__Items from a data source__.
----

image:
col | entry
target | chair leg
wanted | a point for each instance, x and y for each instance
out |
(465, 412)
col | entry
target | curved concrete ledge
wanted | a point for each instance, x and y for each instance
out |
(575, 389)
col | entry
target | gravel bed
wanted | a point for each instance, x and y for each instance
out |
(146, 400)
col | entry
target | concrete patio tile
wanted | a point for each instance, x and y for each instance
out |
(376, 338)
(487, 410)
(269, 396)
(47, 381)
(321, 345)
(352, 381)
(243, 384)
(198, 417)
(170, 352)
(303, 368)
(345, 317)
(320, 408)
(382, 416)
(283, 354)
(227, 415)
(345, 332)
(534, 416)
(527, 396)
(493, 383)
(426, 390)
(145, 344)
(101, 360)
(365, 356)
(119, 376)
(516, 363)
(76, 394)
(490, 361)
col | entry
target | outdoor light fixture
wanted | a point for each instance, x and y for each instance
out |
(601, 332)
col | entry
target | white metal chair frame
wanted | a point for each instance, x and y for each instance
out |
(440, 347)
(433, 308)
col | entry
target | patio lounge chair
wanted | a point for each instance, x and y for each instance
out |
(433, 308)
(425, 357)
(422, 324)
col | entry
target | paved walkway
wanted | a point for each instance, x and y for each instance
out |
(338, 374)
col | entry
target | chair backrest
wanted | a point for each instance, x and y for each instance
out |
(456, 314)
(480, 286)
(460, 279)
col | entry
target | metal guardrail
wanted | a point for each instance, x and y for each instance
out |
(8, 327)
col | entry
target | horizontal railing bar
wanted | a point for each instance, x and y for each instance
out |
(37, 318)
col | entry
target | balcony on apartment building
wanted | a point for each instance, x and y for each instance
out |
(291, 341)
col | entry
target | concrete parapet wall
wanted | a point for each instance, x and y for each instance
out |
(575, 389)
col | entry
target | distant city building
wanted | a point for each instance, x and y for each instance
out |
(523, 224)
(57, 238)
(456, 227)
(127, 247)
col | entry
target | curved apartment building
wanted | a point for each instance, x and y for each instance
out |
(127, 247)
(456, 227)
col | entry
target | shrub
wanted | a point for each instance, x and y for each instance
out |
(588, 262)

----

__Work instructions__. Every line of the data above is to be copied out exactly.

__Task output__.
image:
col | entry
target | chair leg
wanted | a point for each instance, x and y for each instance
out |
(465, 412)
col | entry
target | curved concrete ledge
wanted | a point for each instance, x and y for each instance
out |
(575, 389)
col | entry
target | gravel bed
wanted | a point for each instance, x and y for each instance
out |
(146, 400)
col | entry
target | concrete patio tile
wanted | a point for each instance, x and y for each instance
out |
(376, 338)
(487, 410)
(269, 396)
(47, 381)
(321, 345)
(352, 381)
(243, 384)
(198, 417)
(170, 352)
(303, 368)
(345, 317)
(320, 408)
(382, 416)
(283, 354)
(227, 415)
(345, 332)
(534, 416)
(527, 396)
(493, 383)
(426, 390)
(145, 344)
(101, 360)
(365, 356)
(119, 376)
(516, 363)
(76, 394)
(490, 361)
col | entry
target | outdoor light fixture
wanted | a point for each instance, x and y for each instance
out |
(601, 332)
col | entry
target | white metal chair frame
wanted | a point for each instance, x and y for each instance
out |
(440, 347)
(433, 308)
col | entry
target | patio lounge chair
wanted | a point for each instance, x and y for each instance
out |
(433, 308)
(425, 357)
(422, 324)
col | entry
target | paved walkway
wanted | a point for each instance, x and y for each instance
out |
(338, 374)
col | entry
target | chair backrest
wanted | a point for each instance, x and y for each instance
out |
(456, 314)
(480, 286)
(460, 279)
col | entry
target | metal guardrail
wanted | a point for each instance, x and y for each instance
out |
(8, 327)
col | entry
target | horizontal railing bar
wanted | a point for each instance, x and y for each instance
out |
(37, 318)
col | entry
target | balcony on apartment building
wanted | a point for each instance, x and y for each instance
out |
(291, 341)
col | entry
target | concrete parapet wall
wanted | a point for each instance, x and y for each instance
out |
(575, 389)
col | entry
target | distant city building
wanted | a point for each instance, x and y for each instance
out |
(523, 224)
(57, 238)
(456, 227)
(127, 247)
col | entry
target | curved apartment building
wanted | a point for each instance, x and y for each instance
out |
(127, 247)
(456, 227)
col | entry
target | shrub
wanted | a point for each instance, x and y for each instance
out |
(588, 262)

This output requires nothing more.